Patterns… not an easy thing to break. Especially if they’re so integrated in your conscious that it’s hard enough to realise them as something that is harming you. Here I am starting the new year looking at one of the oldest problems I’ve had - pleasing people who don’t appreciate me.
You’ve heard about empaths and narcissist, but can you differentiate it clearly every time? Can you see the traces of somebody who’s somehow in the middle of both worlds, who passionately dislike behaviours in others but don’t see that he owns the very same of them? Can you remove yourself easily form somebody you grow loving feelings towards when they make you feel drained rather than energised? When was the last time you used to blame yourself for things that are not even yours? Did you make it out or you’re still there hoping they might see your potential or how much you actually do for them?
Many questions the answers of which are often uncomfortable.
You can make it out, but you need to spent time with yourself. The only way to see who you really are is by speeding time by yourself with yourself and conscious making the effort to get to know yourself - your light and your shadow.
It took me years to be able to see it, yet my pattern is still pulling me to the familiar pain instead of me going towards the less familiar but healthy way of being and living. Many, if not all of my intimate relationships have been toxic. They used me, abused me, left me, blamed me and I still looked towards my faults and how I can better myself so they can “take me back”.
What a waste of precious time.

Provided data =

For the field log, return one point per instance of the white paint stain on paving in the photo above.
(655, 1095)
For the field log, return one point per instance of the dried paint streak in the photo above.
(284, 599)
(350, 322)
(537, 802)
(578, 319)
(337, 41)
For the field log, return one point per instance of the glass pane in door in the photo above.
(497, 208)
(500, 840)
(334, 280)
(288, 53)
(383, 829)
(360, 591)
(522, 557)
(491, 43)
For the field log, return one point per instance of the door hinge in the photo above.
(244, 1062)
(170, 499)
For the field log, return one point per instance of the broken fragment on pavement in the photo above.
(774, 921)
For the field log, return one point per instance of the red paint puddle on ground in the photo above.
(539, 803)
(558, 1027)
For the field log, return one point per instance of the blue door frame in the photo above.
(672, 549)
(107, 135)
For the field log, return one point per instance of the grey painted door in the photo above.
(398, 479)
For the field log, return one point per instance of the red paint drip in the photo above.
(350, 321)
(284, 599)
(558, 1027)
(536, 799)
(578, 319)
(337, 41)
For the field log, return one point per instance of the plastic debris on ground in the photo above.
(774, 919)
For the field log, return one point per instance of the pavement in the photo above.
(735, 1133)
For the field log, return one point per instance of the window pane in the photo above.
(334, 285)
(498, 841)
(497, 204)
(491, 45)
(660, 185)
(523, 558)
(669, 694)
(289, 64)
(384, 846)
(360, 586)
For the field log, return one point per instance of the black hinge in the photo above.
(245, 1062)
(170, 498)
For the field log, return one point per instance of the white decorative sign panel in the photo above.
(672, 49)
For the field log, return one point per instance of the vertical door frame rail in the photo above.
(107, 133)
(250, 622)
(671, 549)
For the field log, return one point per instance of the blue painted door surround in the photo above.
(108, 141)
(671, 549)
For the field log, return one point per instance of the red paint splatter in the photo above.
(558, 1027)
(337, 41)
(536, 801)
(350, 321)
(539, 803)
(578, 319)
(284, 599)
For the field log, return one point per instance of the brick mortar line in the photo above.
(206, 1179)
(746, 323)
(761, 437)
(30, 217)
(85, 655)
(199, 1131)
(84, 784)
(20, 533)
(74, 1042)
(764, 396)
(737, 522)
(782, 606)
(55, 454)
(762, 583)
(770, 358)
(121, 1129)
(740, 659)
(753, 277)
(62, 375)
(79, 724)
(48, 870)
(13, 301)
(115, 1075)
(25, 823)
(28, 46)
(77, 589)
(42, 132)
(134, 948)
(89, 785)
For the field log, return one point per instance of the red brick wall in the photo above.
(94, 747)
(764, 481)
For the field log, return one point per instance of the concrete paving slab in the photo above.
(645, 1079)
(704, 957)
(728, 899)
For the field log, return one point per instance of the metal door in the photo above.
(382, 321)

What to produce =
Continue the text on breaking the pattern of pleasing people, beginning after its last sentence.

Task output =
The truth is my dear is that love, friendship and companionship are not supposed to be hard. They are not supposed to be a way to use one another or for blackmailing. They are not supposed to blame and hurt, but rather respect, support and help towards healing. None of us is perfect, but pointing finger towards the other person is simply avoiding your own responsibility of actions.
Pay attention to what gives you energy and what takes it form you, and that especially includes people close to you. Family is something you need to figure out as you grow and often hared to separe from. However friends and lovers that you let in on your own justice should not make you feel drained, used, belittle and unappreciated. If you don’t feel well, accept it and find a way to let them go. It’s okay.
It’s okay to choose you. It’s okay to walk away from something that is hurting you. It’s okay to put yourself first. It is okay. In fact it is necessary. Nobody else but you knows exactly what You need, and how You feel. So the only way to take care of yourself is to listen to yourself. to make the necessary adjustment and move on in a way that is good for You first.
When was the last time you spent time by yourself for yourself?